Copy every line of the rows from the very beginning down through the line containing "[201,153,215,160]". Leave the pictures out of your copy.

** BEGIN Records provided **

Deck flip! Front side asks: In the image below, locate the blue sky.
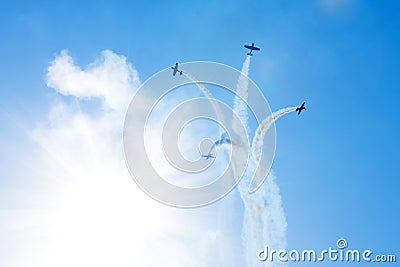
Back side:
[0,0,400,266]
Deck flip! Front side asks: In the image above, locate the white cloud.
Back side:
[46,50,140,109]
[0,51,242,267]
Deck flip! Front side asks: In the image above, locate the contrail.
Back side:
[251,107,297,162]
[182,71,225,125]
[232,56,296,267]
[232,56,251,136]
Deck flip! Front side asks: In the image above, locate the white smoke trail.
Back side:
[232,56,251,136]
[232,56,292,266]
[251,107,297,162]
[182,71,224,125]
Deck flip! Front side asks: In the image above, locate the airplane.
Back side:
[214,133,232,146]
[171,62,182,76]
[296,102,306,115]
[244,43,260,56]
[201,153,215,160]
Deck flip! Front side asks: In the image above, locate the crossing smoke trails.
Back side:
[183,56,297,266]
[232,56,296,266]
[251,107,297,162]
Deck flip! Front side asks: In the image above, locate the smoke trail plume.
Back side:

** END Records provided **

Expected answer
Deck flip! Front side asks: In the image below, locate the blue sky.
Back side:
[0,0,400,266]
Deck flip! Front side asks: In the image above, locate the white cloud.
Back side:
[46,50,140,109]
[0,51,242,267]
Deck flip! Front side asks: In the image above, locate the contrail.
Back side:
[251,107,297,162]
[182,71,225,125]
[232,56,296,267]
[232,56,251,136]
Deck flip! Front side asks: In the image above, locate the white smoke trail.
Back side:
[232,56,251,136]
[232,56,292,266]
[251,107,297,162]
[182,71,224,125]
Deck flip! Front side asks: In the image above, locate the airplane.
Back side:
[214,133,232,146]
[171,62,182,76]
[296,102,306,115]
[244,43,260,56]
[201,153,215,160]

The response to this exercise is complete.